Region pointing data
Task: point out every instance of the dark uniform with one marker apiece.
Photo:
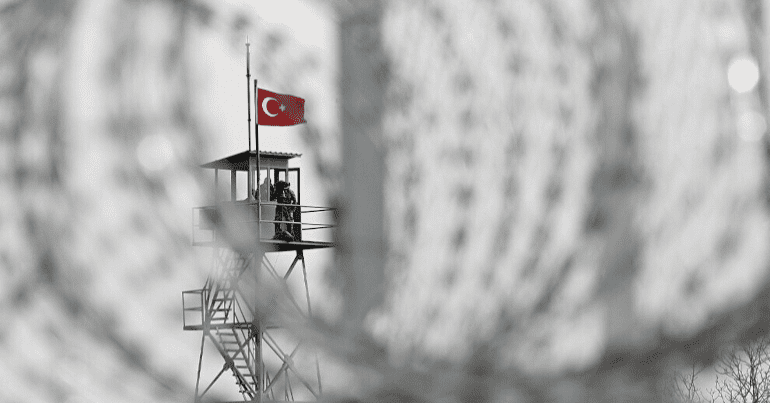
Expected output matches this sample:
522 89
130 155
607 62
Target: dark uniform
283 195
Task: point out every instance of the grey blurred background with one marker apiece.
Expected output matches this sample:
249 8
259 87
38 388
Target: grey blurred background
562 201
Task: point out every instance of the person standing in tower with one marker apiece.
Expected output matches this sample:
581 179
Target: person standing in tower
283 195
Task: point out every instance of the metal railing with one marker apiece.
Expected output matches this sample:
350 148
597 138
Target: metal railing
207 220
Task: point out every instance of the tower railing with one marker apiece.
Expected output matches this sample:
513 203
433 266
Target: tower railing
206 219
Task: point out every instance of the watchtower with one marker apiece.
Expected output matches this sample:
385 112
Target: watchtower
244 304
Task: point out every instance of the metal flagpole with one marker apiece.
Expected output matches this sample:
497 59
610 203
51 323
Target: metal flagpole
250 177
259 166
260 364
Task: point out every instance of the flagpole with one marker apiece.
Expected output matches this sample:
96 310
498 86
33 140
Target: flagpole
250 177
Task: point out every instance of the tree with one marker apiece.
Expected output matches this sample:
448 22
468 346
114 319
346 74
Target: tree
743 373
684 386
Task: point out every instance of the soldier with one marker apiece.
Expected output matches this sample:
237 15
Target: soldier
283 195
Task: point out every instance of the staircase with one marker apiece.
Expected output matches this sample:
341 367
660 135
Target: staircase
231 330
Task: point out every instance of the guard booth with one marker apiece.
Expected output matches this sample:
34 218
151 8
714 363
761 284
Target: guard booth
263 356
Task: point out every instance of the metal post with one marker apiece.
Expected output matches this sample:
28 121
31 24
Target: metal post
259 165
250 177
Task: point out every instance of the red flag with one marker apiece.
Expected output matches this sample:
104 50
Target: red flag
279 109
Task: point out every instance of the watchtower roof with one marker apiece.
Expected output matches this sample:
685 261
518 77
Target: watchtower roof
240 161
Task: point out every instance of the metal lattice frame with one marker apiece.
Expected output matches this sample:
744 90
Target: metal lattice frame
261 361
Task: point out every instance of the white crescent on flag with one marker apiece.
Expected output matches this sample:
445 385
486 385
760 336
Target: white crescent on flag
264 106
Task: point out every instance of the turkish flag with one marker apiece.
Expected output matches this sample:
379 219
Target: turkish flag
279 109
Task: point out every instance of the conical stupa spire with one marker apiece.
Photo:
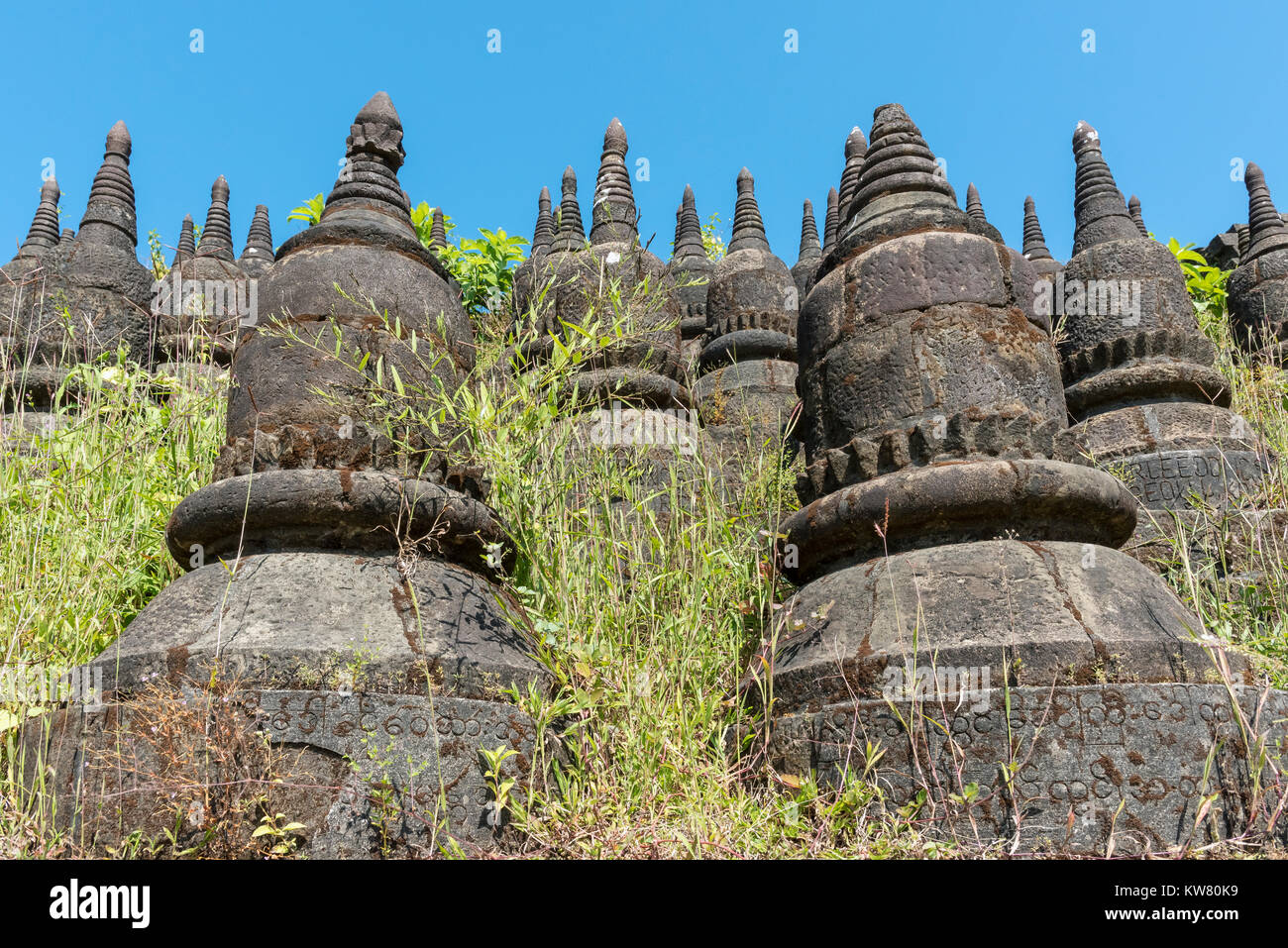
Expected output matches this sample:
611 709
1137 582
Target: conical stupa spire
259 239
544 232
217 236
110 210
1034 244
1133 213
810 249
613 215
187 248
374 153
974 206
1266 230
855 149
748 230
1099 210
688 241
572 232
900 161
831 222
44 226
438 230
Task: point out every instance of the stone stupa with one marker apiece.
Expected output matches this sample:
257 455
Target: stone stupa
1034 245
1140 384
339 575
95 283
202 301
809 256
1258 287
258 254
943 541
690 269
748 363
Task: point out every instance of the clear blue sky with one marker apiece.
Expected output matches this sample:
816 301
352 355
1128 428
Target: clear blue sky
1177 90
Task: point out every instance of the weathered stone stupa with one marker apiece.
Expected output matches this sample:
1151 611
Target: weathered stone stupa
202 300
978 219
523 286
1034 245
27 382
831 224
1258 287
855 147
339 576
690 272
1138 373
258 254
940 535
187 247
809 257
94 283
644 369
438 231
748 363
1136 218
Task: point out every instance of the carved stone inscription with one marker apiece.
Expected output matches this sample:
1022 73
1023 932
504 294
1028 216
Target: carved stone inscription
1166 479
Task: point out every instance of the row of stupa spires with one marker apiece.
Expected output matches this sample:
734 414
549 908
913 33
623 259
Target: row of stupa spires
561 227
215 237
110 218
327 510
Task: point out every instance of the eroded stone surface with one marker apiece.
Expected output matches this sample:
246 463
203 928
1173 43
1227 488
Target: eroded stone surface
1138 372
1124 762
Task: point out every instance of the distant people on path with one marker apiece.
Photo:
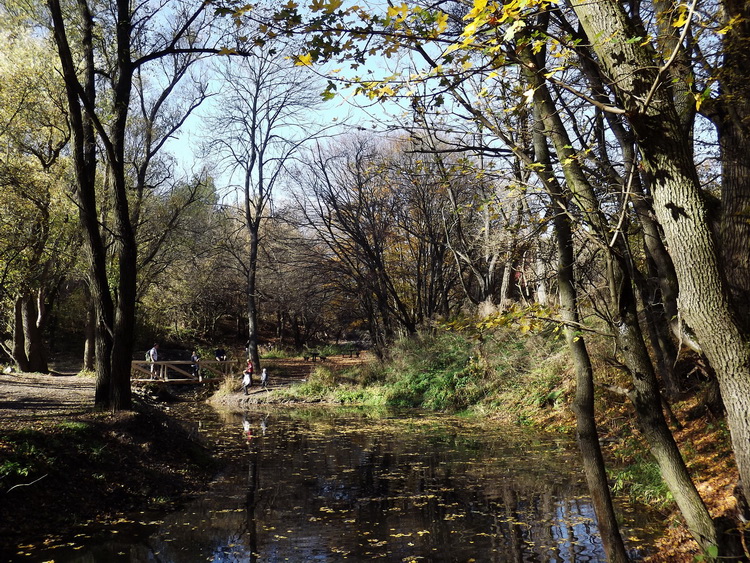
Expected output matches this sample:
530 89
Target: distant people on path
247 376
195 367
153 356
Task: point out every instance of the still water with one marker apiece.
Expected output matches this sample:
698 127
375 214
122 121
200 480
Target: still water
327 485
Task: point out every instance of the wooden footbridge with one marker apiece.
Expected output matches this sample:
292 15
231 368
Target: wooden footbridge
181 372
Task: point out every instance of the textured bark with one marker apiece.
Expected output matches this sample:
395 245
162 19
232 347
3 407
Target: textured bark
622 307
583 404
115 322
34 346
19 349
733 123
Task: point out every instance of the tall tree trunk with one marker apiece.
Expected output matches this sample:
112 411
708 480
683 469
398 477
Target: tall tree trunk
622 306
89 346
733 122
583 404
679 207
252 297
19 347
33 338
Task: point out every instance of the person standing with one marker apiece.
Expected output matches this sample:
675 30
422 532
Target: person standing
153 356
247 376
196 367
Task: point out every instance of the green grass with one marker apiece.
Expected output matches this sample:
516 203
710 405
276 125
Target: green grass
642 482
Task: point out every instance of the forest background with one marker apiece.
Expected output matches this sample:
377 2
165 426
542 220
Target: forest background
575 167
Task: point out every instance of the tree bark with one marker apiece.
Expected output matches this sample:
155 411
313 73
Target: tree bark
34 346
679 206
19 348
623 311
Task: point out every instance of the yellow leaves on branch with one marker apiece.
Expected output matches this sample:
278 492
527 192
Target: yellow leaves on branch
304 60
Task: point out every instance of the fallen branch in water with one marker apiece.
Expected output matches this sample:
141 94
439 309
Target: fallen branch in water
26 484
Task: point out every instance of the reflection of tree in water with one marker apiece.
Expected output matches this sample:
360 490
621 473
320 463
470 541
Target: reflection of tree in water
326 488
253 478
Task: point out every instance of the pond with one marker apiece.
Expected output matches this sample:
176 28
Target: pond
332 485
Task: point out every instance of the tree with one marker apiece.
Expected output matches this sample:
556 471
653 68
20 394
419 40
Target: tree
38 246
267 104
99 102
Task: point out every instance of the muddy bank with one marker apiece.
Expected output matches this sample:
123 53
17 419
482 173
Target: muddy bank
61 471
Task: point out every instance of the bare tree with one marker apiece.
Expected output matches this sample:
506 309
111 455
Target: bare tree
267 107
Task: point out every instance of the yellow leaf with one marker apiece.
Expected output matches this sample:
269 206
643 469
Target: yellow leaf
399 12
304 60
479 6
442 22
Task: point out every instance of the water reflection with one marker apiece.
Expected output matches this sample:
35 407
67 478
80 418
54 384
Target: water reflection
318 486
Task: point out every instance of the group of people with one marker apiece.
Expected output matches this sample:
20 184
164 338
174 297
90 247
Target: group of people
152 356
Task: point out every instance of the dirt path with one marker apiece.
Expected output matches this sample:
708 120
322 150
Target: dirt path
26 398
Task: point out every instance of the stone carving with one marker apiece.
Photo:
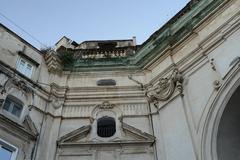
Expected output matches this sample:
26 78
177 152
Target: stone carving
105 105
217 84
165 87
21 85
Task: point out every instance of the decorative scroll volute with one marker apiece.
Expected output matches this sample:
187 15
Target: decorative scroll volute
165 87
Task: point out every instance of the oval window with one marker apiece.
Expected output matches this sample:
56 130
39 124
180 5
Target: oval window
106 127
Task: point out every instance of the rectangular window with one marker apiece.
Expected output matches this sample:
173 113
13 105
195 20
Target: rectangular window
7 151
25 68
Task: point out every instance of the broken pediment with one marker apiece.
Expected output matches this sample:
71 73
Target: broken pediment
131 135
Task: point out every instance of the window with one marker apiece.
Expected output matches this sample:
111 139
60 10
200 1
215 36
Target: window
106 127
7 151
12 106
25 68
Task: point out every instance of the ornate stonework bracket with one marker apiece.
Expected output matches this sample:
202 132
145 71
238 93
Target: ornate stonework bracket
165 87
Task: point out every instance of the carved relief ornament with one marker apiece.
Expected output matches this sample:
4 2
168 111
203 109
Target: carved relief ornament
165 87
106 105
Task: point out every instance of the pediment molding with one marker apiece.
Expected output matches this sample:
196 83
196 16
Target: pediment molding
74 137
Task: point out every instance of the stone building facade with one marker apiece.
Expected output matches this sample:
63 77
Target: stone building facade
174 97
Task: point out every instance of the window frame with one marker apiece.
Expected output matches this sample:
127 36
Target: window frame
24 70
13 102
9 147
111 122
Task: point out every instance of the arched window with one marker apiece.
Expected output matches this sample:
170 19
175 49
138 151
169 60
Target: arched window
106 127
13 106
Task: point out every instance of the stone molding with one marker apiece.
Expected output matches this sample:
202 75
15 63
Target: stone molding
74 138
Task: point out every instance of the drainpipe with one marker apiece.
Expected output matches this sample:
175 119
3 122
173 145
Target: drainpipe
40 132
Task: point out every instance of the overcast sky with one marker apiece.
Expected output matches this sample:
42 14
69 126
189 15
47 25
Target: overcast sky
80 20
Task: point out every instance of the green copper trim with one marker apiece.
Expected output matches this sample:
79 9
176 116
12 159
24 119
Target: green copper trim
175 30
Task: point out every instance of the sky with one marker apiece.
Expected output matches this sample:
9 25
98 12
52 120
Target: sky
46 21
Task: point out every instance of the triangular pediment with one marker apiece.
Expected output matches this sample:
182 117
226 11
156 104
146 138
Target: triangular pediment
131 135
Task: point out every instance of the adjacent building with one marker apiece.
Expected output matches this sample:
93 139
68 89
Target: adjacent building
176 96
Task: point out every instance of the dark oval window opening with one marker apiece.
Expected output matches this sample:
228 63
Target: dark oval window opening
106 127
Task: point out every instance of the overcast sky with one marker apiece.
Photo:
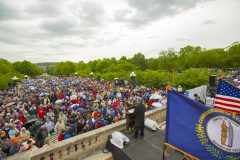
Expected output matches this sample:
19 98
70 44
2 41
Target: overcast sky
75 30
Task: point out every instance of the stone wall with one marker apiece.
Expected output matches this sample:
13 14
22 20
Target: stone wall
83 145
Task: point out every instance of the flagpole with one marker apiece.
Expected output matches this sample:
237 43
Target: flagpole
164 151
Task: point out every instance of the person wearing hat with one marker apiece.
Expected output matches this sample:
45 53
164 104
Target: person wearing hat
6 129
25 134
12 130
139 116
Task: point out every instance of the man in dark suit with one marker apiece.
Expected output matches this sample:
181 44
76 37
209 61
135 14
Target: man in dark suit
139 115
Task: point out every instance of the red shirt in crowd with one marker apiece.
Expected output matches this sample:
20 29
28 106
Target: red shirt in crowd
60 96
40 112
60 137
48 108
22 118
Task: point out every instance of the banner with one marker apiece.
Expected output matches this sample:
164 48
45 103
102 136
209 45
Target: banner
203 132
201 91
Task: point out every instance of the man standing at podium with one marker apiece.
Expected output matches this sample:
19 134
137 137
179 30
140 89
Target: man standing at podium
139 115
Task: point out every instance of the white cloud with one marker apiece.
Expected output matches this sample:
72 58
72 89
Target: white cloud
56 30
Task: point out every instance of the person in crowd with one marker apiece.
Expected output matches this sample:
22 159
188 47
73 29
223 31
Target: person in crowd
61 135
25 134
49 126
12 130
46 142
28 147
40 138
139 115
16 138
100 104
3 155
5 144
15 148
60 125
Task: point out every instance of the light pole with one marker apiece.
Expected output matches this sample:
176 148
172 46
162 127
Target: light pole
91 75
14 79
133 75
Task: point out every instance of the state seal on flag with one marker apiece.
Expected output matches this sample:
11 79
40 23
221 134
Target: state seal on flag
218 132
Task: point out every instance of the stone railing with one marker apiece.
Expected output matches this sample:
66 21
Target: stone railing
83 145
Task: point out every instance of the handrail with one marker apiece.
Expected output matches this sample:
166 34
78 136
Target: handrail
84 144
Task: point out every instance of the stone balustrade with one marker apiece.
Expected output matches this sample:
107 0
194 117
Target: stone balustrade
83 145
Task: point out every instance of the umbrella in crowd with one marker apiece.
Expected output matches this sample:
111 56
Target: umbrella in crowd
59 101
73 97
10 104
43 94
71 107
157 104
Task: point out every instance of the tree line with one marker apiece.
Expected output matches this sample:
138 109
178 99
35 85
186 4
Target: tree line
195 62
188 67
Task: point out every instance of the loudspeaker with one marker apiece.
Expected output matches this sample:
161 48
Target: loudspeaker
213 80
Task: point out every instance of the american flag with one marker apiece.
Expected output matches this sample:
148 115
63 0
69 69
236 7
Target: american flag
227 97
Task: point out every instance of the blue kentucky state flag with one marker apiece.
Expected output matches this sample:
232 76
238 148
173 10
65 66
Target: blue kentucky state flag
203 132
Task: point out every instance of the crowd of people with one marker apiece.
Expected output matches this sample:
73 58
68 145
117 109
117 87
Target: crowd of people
32 110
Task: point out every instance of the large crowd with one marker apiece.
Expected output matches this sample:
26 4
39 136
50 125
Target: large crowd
32 110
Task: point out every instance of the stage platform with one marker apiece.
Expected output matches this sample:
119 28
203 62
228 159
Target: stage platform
149 147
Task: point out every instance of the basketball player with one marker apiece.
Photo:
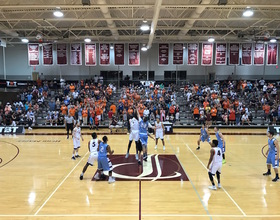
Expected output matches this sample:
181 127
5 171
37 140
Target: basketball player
104 163
144 125
92 148
77 135
221 142
134 135
204 136
159 131
272 155
69 124
215 164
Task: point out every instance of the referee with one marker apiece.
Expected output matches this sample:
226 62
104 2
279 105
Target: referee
69 124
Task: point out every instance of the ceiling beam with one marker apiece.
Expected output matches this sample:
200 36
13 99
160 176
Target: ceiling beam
62 6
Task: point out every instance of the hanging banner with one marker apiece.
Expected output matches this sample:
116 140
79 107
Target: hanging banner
259 54
272 54
76 54
61 54
163 54
193 53
234 53
133 54
119 54
246 54
221 54
90 54
178 53
33 54
48 54
104 54
207 54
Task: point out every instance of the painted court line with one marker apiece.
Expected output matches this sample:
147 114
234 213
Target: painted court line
204 206
59 185
216 181
146 215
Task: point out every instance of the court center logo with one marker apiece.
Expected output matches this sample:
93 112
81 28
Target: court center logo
157 168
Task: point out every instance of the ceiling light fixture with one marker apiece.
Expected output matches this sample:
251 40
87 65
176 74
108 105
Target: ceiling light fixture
87 40
58 13
24 40
145 27
211 39
248 12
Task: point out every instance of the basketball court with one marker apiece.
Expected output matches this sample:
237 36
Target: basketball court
40 181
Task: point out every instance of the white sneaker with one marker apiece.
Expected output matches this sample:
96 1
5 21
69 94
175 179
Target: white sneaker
111 180
212 187
96 176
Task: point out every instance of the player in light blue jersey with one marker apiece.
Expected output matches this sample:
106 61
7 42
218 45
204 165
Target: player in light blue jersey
104 163
144 126
221 142
272 155
204 136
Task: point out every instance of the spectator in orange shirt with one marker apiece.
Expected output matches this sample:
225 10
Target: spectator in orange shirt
72 88
64 109
85 115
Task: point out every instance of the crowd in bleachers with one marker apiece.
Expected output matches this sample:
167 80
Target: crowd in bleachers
226 102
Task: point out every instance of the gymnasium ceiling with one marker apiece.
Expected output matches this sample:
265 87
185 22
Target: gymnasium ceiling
120 20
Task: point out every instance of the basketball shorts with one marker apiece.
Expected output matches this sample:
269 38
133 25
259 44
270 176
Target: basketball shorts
159 134
223 148
92 158
134 135
271 159
76 143
208 139
104 164
214 167
144 139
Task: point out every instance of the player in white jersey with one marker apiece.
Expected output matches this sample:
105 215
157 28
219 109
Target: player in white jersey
215 164
92 148
159 132
77 136
134 135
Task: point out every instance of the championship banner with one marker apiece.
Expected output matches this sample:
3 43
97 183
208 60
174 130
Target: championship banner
104 54
48 54
76 54
207 54
90 54
163 54
272 54
61 54
33 54
119 54
221 54
193 53
234 53
133 54
246 54
178 53
259 54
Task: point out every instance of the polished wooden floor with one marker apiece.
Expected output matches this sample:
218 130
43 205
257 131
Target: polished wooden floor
42 182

* _How to complete this task_: What is needed is an exact retyping of the lines from the start of the data through the line with "Task: point out every instance of the tower", with both end lines kept and every picture left out.

* _Answer to the problem_:
Task: point out every instance of the dark uniform with one marker apiece.
Photo:
Expected output matches this sample:
522 89
130 155
607 62
Target: dark uniform
283 195
Task: point out every instance of the grey blurred background with one marker apiece.
Expected output matches this sample:
249 8
259 87
38 388
Target: grey blurred background
562 201
Task: point out every instance of the person standing in tower with one marker apiece.
Expected output matches this sample:
581 179
Target: person standing in tower
283 195
Task: point out every instance of the metal railing with one marker apiece.
Expected output matches this sample:
350 148
597 138
Target: metal railing
207 220
Task: point out every instance of the tower railing with one marker apiece.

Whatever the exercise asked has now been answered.